- **Work instructions**:
Reproduce the records below word for word, starting with the line that contains "task | put one marker on every instance of the bush" and going on through the line that contains "x=228 y=105", with both of those lines included. Leave the pictures out of your copy.

□ □ □ □ □

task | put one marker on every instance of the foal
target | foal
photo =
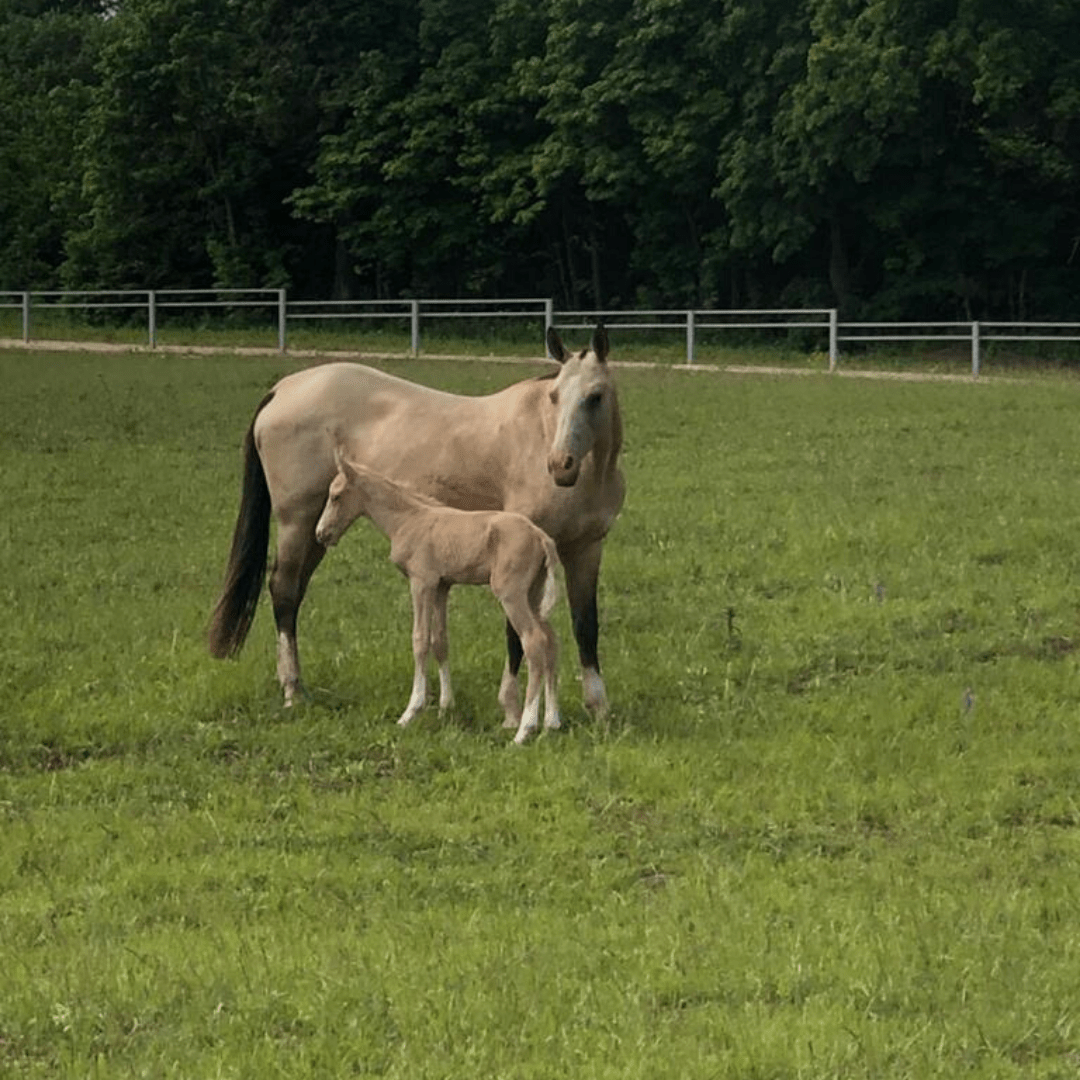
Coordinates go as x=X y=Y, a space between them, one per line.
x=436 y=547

□ □ □ □ □

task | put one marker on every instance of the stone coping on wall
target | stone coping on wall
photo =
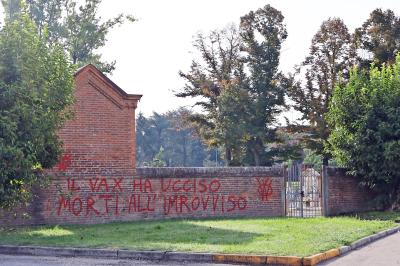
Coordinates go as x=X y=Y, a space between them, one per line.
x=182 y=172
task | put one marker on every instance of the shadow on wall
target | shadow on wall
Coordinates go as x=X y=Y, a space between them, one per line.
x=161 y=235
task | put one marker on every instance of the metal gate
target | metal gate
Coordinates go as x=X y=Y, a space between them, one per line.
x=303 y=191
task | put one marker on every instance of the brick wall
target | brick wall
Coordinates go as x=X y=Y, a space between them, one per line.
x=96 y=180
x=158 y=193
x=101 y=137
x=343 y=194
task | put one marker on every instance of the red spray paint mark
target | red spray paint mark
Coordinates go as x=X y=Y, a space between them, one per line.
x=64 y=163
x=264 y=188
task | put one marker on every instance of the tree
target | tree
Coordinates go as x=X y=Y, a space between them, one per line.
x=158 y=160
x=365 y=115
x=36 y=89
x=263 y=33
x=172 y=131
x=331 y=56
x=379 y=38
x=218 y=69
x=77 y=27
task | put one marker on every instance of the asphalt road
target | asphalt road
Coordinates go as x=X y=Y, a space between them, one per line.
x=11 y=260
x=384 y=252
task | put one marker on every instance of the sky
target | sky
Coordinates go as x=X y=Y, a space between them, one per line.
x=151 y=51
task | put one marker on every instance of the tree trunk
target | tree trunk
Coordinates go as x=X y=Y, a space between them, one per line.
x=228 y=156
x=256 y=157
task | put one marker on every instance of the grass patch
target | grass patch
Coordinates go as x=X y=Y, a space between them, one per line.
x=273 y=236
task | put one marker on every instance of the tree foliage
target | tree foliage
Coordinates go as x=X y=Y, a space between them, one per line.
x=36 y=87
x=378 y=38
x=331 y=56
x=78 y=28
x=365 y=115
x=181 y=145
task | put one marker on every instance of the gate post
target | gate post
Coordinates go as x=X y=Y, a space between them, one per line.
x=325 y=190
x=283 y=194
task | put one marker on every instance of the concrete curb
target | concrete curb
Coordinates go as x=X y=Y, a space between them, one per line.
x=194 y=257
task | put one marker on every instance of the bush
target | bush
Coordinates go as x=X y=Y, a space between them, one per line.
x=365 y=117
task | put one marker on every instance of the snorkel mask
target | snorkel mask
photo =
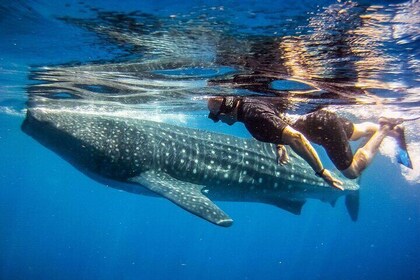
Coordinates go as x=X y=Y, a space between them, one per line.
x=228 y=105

□ □ □ □ □

- **Answer to the exercise**:
task | put one marker on every instance of the bush
target | bush
Coordinates go as x=X y=Y, a space between them, one per line.
x=365 y=117
task | put one marker on every instance of the snorkel mask
target | snorkel mask
photo =
Coordinates go as x=X y=Y, a space between them, one per line.
x=228 y=105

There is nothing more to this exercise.